[What to work on]:
Transcribe the listing precisely, entry by entry.

[Entries shown]:
Start of Block

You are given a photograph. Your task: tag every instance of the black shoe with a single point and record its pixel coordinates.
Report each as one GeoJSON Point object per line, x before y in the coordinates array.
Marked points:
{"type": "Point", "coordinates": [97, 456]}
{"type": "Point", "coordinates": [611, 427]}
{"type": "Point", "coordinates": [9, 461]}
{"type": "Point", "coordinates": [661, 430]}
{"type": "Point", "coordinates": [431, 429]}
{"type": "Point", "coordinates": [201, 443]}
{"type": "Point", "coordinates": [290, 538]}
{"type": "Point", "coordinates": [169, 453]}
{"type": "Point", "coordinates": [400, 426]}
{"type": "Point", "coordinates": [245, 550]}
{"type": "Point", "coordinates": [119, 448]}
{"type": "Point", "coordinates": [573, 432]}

End of Block

[Worked solution]:
You are given a photograph. Your task: tag every instance of the black shoe with a single point and record its pixel coordinates.
Report each as one GeoJSON Point object per line, x before y in the coordinates array.
Marked points:
{"type": "Point", "coordinates": [97, 456]}
{"type": "Point", "coordinates": [611, 427]}
{"type": "Point", "coordinates": [9, 461]}
{"type": "Point", "coordinates": [661, 430]}
{"type": "Point", "coordinates": [431, 429]}
{"type": "Point", "coordinates": [201, 443]}
{"type": "Point", "coordinates": [290, 538]}
{"type": "Point", "coordinates": [169, 453]}
{"type": "Point", "coordinates": [400, 426]}
{"type": "Point", "coordinates": [245, 550]}
{"type": "Point", "coordinates": [119, 448]}
{"type": "Point", "coordinates": [573, 432]}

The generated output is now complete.